* [Task directions]: Extract the lines that carry the string "stone" from the listing.

* [Entries supplied]:

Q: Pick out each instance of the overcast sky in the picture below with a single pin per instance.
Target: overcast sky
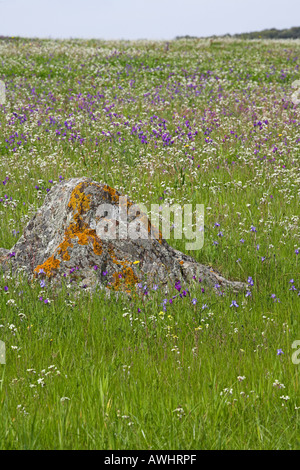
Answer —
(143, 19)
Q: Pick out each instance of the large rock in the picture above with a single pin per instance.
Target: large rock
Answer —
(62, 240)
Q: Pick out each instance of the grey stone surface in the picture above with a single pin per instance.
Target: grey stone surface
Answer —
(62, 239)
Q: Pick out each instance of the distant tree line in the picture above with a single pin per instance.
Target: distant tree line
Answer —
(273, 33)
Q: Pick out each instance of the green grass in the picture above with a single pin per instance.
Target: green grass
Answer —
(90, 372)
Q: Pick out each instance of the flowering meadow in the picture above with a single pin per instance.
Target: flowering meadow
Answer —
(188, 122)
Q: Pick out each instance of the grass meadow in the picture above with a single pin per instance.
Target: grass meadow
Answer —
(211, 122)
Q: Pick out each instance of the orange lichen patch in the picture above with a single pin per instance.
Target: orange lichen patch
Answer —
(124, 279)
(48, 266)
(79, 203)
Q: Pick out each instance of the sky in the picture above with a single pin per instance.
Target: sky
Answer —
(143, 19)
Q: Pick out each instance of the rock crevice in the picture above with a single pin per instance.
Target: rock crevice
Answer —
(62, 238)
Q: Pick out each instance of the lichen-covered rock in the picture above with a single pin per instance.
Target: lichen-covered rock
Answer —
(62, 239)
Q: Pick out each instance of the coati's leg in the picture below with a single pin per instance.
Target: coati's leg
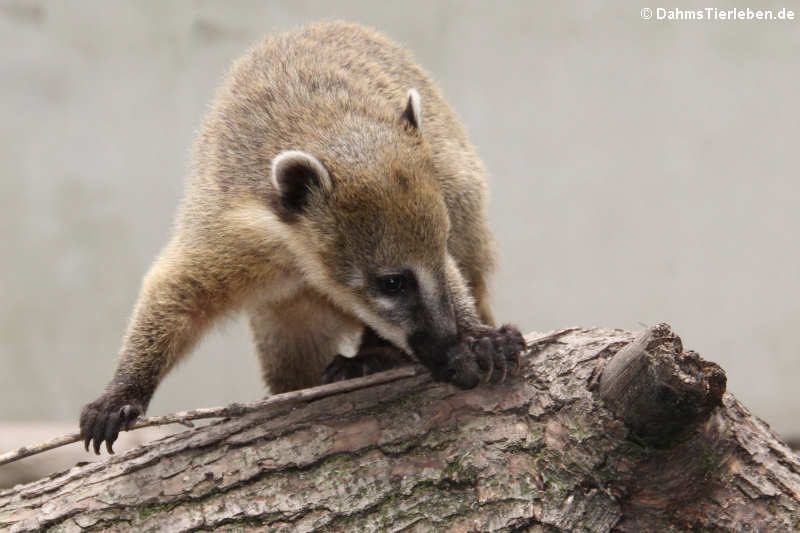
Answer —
--
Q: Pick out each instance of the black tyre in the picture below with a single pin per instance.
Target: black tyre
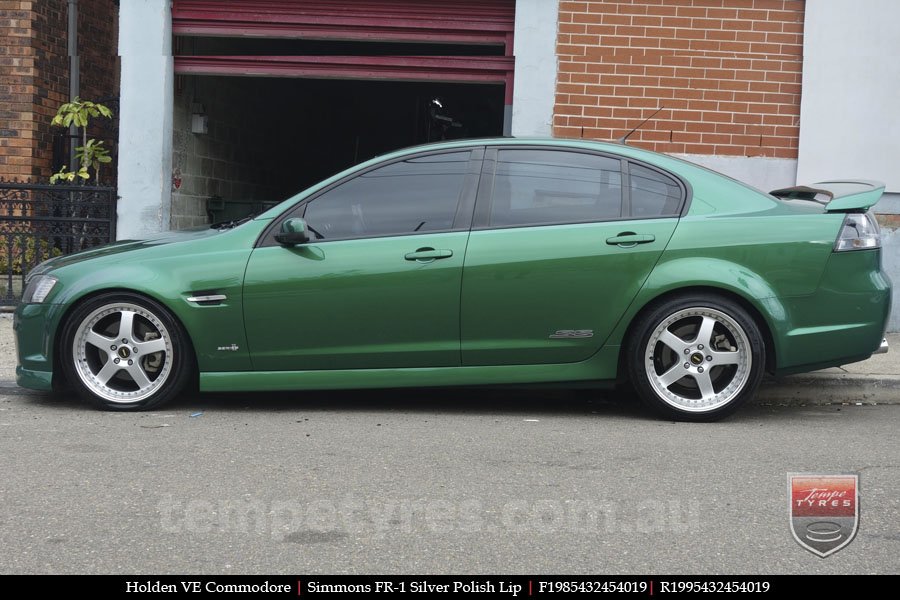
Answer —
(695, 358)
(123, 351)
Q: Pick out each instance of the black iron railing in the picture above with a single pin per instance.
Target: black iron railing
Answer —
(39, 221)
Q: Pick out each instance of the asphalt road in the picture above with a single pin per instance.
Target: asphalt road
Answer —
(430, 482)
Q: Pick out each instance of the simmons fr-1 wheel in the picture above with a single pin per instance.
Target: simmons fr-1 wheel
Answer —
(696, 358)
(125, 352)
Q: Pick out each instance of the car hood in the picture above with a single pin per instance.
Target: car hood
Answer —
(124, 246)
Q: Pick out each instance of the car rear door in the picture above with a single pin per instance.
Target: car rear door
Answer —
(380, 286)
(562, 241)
* * *
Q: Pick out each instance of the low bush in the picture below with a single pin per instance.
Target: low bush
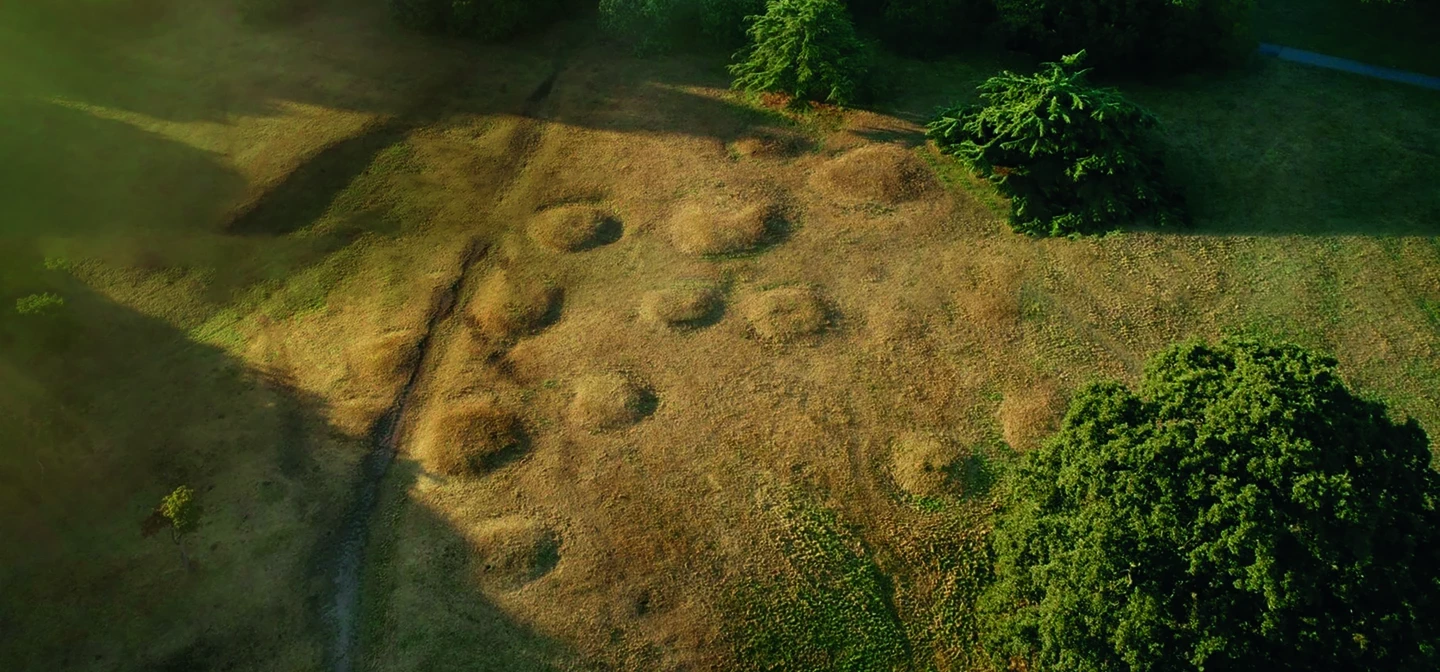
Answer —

* [Exercise result]:
Q: Pick out each instance of the grey stone surface in the picture above with a single pin per instance.
Target: grey stone surface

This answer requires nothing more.